PROBLEM TO SOLVE:
Recast the records below as a Markdown table with two columns, Row and Line. Give each nonblank line its own row, numbered in order.

STORED RECORDS:
::::::::::

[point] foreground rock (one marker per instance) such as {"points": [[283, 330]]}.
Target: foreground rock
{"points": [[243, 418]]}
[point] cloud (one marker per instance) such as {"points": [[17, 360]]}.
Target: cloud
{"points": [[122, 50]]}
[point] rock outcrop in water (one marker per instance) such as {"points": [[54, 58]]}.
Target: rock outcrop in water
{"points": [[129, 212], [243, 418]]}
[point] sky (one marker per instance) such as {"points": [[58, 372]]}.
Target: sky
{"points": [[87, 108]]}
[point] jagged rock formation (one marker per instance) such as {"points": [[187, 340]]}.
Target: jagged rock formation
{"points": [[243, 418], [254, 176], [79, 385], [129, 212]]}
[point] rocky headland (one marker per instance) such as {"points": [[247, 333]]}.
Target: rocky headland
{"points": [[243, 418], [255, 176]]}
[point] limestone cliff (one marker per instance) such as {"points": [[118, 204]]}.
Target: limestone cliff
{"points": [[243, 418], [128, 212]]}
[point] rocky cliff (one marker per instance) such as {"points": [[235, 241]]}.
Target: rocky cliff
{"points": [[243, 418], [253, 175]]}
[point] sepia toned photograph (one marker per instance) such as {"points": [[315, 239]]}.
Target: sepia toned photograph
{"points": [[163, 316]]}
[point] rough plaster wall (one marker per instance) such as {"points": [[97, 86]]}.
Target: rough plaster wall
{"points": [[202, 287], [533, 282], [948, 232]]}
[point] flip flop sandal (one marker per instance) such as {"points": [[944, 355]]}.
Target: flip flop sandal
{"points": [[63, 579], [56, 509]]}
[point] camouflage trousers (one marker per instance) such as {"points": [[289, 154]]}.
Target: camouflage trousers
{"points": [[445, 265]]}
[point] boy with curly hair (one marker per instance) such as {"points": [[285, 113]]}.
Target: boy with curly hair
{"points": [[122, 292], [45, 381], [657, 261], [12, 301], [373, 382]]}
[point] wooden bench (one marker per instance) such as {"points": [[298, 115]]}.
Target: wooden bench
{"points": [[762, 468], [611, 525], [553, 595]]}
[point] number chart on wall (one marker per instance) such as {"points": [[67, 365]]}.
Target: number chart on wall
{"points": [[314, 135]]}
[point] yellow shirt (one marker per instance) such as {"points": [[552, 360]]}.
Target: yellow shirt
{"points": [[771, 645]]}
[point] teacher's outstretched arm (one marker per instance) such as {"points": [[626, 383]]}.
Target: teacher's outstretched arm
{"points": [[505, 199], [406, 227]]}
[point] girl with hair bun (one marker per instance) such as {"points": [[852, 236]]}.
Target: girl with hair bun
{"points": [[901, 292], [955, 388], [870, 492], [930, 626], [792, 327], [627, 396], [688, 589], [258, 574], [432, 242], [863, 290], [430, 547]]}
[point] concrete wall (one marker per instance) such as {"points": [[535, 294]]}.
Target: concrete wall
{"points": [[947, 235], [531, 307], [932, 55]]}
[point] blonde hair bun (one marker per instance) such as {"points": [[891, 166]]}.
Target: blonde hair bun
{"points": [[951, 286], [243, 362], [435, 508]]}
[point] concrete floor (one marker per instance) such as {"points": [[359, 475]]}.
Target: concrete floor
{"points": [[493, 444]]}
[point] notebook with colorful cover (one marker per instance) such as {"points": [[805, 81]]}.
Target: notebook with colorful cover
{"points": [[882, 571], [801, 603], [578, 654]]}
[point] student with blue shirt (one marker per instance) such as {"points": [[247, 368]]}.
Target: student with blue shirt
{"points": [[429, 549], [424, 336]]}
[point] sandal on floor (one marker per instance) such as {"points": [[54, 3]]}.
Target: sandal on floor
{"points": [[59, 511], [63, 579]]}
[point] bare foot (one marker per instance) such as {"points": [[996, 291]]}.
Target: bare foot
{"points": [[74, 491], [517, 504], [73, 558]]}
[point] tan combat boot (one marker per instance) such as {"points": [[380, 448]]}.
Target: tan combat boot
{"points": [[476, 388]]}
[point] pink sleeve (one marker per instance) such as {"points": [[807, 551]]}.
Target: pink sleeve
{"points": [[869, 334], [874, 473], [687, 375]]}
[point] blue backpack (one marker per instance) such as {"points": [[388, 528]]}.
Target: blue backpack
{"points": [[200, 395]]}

::::::::::

EXPECTED OUTPUT:
| Row | Line |
|---|---|
| 1 | [point] foreground rock (one marker per instance) such as {"points": [[283, 330]]}. |
| 2 | Target: foreground rock |
| 3 | {"points": [[243, 418]]} |
| 4 | [point] cloud (one marker per instance) such as {"points": [[17, 360]]}. |
| 5 | Target: cloud |
| 6 | {"points": [[122, 50]]} |
| 7 | [point] rock outcrop in water (one marker per instance) such as {"points": [[54, 58]]}. |
| 8 | Target: rock outcrop in water |
| 9 | {"points": [[129, 212], [243, 418]]} |
| 10 | [point] sky (one marker per instance) such as {"points": [[58, 372]]}. |
| 11 | Target: sky |
| 12 | {"points": [[87, 108]]} |
| 13 | [point] jagged rock formation (one marker per instance) such as {"points": [[187, 340]]}. |
| 14 | Target: jagged rock formation |
| 15 | {"points": [[243, 418], [254, 176], [79, 385], [129, 212]]} |
| 16 | [point] rocky headland (one marker per instance) such as {"points": [[247, 333]]}. |
| 17 | Target: rocky headland |
| 18 | {"points": [[243, 418], [255, 176]]} |
| 19 | [point] limestone cliff (one marker per instance) such as {"points": [[118, 204]]}. |
| 20 | Target: limestone cliff |
| 21 | {"points": [[243, 418], [128, 212]]} |
| 22 | [point] rocky cliff (one marker per instance) such as {"points": [[235, 241]]}. |
| 23 | Target: rocky cliff |
| 24 | {"points": [[243, 418], [253, 175]]} |
| 25 | [point] sepia toned photograph (one marker per instance) such as {"points": [[315, 239]]}. |
| 26 | Target: sepia toned photograph |
| 27 | {"points": [[163, 316]]} |
| 28 | [point] rough plaster wall (one marker per instance) such as {"points": [[97, 86]]}. |
| 29 | Target: rough plaster wall |
| 30 | {"points": [[202, 287], [533, 282], [948, 232]]} |
| 31 | [point] flip flop sandal (one marker per instance) such as {"points": [[944, 355]]}. |
| 32 | Target: flip flop sandal |
| 33 | {"points": [[63, 579], [56, 509]]} |
| 34 | [point] camouflage trousers (one marker per instance) such as {"points": [[289, 154]]}. |
| 35 | Target: camouflage trousers |
| 36 | {"points": [[445, 265]]} |
| 37 | [point] boy with curly hair (one marker per instance) such as {"points": [[285, 113]]}. |
| 38 | Target: boy with curly hair |
| 39 | {"points": [[122, 292], [45, 381], [657, 261], [12, 301], [373, 382]]} |
| 40 | [point] wooden bench (one marker per instance) such as {"points": [[298, 115]]}. |
| 41 | Target: wooden bench |
| 42 | {"points": [[762, 468], [611, 525], [553, 595]]} |
| 43 | [point] number chart on wall (one marker per instance) such as {"points": [[67, 365]]}. |
| 44 | Target: number chart on wall |
| 45 | {"points": [[314, 135]]} |
| 46 | [point] yellow shirt (one marker per instance) such as {"points": [[552, 360]]}. |
| 47 | Target: yellow shirt |
| 48 | {"points": [[771, 645]]} |
| 49 | [point] teacher's outstretched arm (one marker per instance) such as {"points": [[626, 383]]}. |
| 50 | Target: teacher's outstretched arm |
| 51 | {"points": [[505, 199], [406, 227]]} |
| 52 | [point] girl with hair bun (one marker per instance) such as {"points": [[852, 236]]}. |
| 53 | Target: girl with hair bun |
| 54 | {"points": [[901, 292], [955, 388], [870, 492], [930, 626], [792, 327], [627, 396], [688, 589], [258, 574], [432, 242], [863, 290], [430, 547]]} |
| 55 | [point] concrete wall (one marker per instance) such as {"points": [[535, 294]]}. |
| 56 | Target: concrete wall |
| 57 | {"points": [[947, 235], [531, 307], [932, 55]]} |
| 58 | [point] blonde hair bun (one marker per instance) such as {"points": [[891, 166]]}. |
| 59 | Target: blonde hair bun |
| 60 | {"points": [[951, 286], [243, 362], [435, 508]]} |
| 61 | [point] concrete floor (one marker per instance) such as {"points": [[359, 475]]}. |
| 62 | Target: concrete floor |
| 63 | {"points": [[493, 444]]} |
| 64 | [point] notebook with colorful cover (one marker per instance) such as {"points": [[805, 81]]}. |
| 65 | Target: notebook with colorful cover |
| 66 | {"points": [[882, 571], [801, 603], [578, 654]]} |
| 67 | [point] student with blue shirt (one marker per instance) such as {"points": [[247, 368]]}. |
| 68 | Target: student with blue shirt |
| 69 | {"points": [[429, 549], [424, 336]]} |
| 70 | [point] sandal on floor (one marker per instance) such as {"points": [[54, 3]]}. |
| 71 | Target: sandal on floor |
| 72 | {"points": [[59, 511], [63, 579]]} |
| 73 | [point] bare foot (one marker per instance) such as {"points": [[996, 291]]}. |
| 74 | Target: bare foot |
| 75 | {"points": [[74, 491], [517, 504], [73, 558]]} |
| 76 | [point] tan combat boot (one marker per instance) such as {"points": [[380, 448]]}. |
| 77 | Target: tan combat boot |
| 78 | {"points": [[476, 388]]} |
| 79 | [point] pink sleeve (one marker per instance) such as {"points": [[807, 551]]}. |
| 80 | Target: pink sleeve |
| 81 | {"points": [[869, 334], [874, 473], [687, 375]]} |
| 82 | [point] blue backpack (one marker per instance) such as {"points": [[388, 528]]}. |
| 83 | Target: blue backpack |
| 84 | {"points": [[200, 395]]} |